### Exercise description
Produce an exact copy of all the data below, dropping every image.

### Given records
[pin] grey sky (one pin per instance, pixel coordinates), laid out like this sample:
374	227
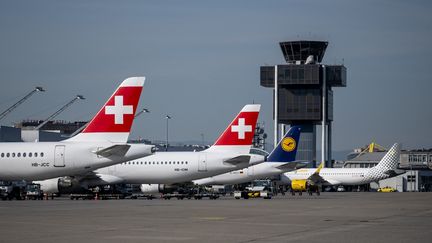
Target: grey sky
202	59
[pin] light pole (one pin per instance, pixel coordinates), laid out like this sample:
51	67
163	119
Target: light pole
167	117
144	110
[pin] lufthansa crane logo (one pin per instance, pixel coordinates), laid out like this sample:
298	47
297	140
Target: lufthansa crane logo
288	144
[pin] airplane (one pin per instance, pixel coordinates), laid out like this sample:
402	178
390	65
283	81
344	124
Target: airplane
229	152
102	143
280	160
386	168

### Task output
[pin] grey sky (one pin per instance, pixel coordinates), laid out like this sample:
374	227
Target: grey sky
202	59
[pin] light pole (one pin per instance, pixel coordinates), laid out like this sample:
51	67
163	119
Target: light pole
167	117
144	110
[pin] lufthansa crane logo (one pin per instance, pixel coordinates), laid out like this sample:
298	47
297	140
Target: lufthansa crane logo
288	144
[pin] airplane (one pin per instance, pixel coordinates), laid out like this sample:
402	178
390	65
283	81
344	124
Target: airplane
229	152
102	143
280	160
386	168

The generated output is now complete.